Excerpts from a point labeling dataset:
====================

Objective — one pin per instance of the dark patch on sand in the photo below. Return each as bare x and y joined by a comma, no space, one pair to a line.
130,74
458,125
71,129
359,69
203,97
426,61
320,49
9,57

====================

BRIEF: Copy out the listing above line for line, changing nothing.

ANSWER IN FULL:
Objective — one pin per instance of the dark patch on sand in the photo below. Return each as bare x and y joined by a comma, no space, one pair to a line.
130,74
458,125
71,129
359,69
203,97
426,61
320,49
9,57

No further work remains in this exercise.